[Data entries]
BEGIN

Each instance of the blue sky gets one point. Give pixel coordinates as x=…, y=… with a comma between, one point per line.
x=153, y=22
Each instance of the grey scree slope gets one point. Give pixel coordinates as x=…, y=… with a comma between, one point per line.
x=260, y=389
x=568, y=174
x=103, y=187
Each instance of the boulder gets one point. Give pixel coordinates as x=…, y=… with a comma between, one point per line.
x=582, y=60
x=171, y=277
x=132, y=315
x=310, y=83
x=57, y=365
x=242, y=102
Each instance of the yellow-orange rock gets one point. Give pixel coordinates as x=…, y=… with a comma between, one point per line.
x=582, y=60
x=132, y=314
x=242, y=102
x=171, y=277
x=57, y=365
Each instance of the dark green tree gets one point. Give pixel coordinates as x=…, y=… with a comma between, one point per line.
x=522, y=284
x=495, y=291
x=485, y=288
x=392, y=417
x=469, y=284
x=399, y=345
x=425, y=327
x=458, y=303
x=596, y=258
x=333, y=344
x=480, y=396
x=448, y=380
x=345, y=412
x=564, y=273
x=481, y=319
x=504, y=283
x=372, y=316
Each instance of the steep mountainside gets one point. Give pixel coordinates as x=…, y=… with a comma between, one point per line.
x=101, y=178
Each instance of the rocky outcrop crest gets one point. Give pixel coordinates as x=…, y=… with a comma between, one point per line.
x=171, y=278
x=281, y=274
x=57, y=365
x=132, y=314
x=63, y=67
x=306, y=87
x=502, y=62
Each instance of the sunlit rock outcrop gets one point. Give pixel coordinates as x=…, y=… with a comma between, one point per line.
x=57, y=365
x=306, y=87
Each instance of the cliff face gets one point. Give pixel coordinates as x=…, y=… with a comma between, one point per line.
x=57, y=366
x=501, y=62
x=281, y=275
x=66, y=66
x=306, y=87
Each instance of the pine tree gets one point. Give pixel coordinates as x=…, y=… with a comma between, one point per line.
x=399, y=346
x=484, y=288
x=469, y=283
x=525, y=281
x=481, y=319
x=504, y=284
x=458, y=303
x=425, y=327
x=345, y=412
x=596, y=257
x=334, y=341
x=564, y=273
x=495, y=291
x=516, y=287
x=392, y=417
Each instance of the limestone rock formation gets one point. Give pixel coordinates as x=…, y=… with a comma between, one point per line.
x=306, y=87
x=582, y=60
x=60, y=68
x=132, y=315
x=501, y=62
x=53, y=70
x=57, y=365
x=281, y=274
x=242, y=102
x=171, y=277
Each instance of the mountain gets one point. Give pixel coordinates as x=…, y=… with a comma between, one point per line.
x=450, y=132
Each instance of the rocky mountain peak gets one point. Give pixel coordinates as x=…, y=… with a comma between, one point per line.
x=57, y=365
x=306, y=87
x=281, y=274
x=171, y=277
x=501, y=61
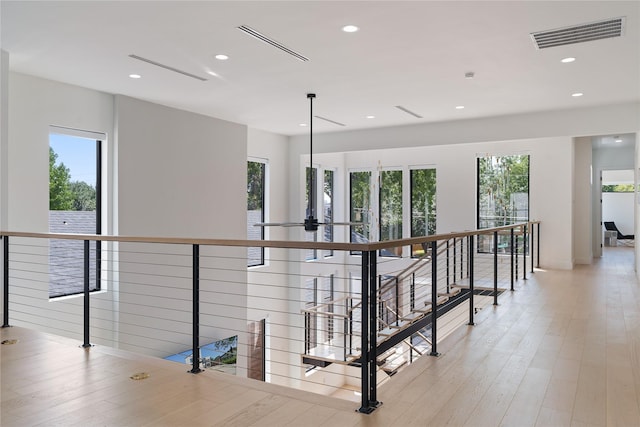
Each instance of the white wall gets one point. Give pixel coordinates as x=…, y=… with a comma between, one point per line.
x=582, y=212
x=4, y=136
x=180, y=174
x=34, y=105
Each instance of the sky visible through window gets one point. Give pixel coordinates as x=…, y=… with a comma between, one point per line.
x=77, y=154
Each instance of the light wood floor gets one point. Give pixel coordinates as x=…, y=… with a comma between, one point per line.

END

#### What to do
Render the lines as a Markdown table with columns "Row" and "Line", numbering each row and skipping blank lines. Start with the line containing "Each instance of the sunlit", continue through the line containing "x=77, y=154", and leave out the pictures.

#### Response to the exercise
| Row | Line |
|---|---|
| 1 | Each instance of the sunlit rock outcrop gets one point. Give pixel coordinates as x=…, y=… with a comma between, one point per line. |
| 2 | x=57, y=365 |
| 3 | x=306, y=87 |
| 4 | Each instance of the cliff face gets one point. Give pixel coordinates as x=…, y=… with a comma between, one point per line. |
| 5 | x=57, y=366 |
| 6 | x=501, y=62 |
| 7 | x=281, y=275 |
| 8 | x=66, y=66 |
| 9 | x=306, y=87 |
| 10 | Each instance of the pine tree gets one point. Give pixel coordinates as x=…, y=… with a comma between, one point per line. |
| 11 | x=399, y=346 |
| 12 | x=484, y=288 |
| 13 | x=469, y=283 |
| 14 | x=525, y=281 |
| 15 | x=481, y=319 |
| 16 | x=504, y=284 |
| 17 | x=458, y=303 |
| 18 | x=425, y=327 |
| 19 | x=345, y=412 |
| 20 | x=596, y=257 |
| 21 | x=334, y=341 |
| 22 | x=564, y=273 |
| 23 | x=495, y=291 |
| 24 | x=516, y=287 |
| 25 | x=392, y=417 |
| 26 | Each instance of the limestone rock formation gets one point. Give pixel coordinates as x=…, y=… with a comma between, one point per line. |
| 27 | x=306, y=87 |
| 28 | x=582, y=60 |
| 29 | x=60, y=68 |
| 30 | x=132, y=315 |
| 31 | x=501, y=62 |
| 32 | x=53, y=70 |
| 33 | x=57, y=365 |
| 34 | x=281, y=274 |
| 35 | x=242, y=102 |
| 36 | x=171, y=277 |
| 37 | Each instance of the mountain gets one point. Give pixel coordinates as x=…, y=… with a comma between, one point per line. |
| 38 | x=450, y=132 |
| 39 | Each instance of the rocky mountain peak gets one point. Give pixel coordinates as x=…, y=… with a comma between, one point per line. |
| 40 | x=57, y=365 |
| 41 | x=306, y=87 |
| 42 | x=281, y=274 |
| 43 | x=171, y=277 |
| 44 | x=501, y=61 |
| 45 | Each instance of the white wall gets one point. Give pixel coordinates as x=…, y=… with a comma between, one point per line. |
| 46 | x=582, y=212 |
| 47 | x=4, y=136 |
| 48 | x=180, y=174 |
| 49 | x=34, y=105 |
| 50 | Each instance of the sky visible through window gets one point. Give pixel coordinates as x=…, y=… with a comma between, one point per line. |
| 51 | x=77, y=154 |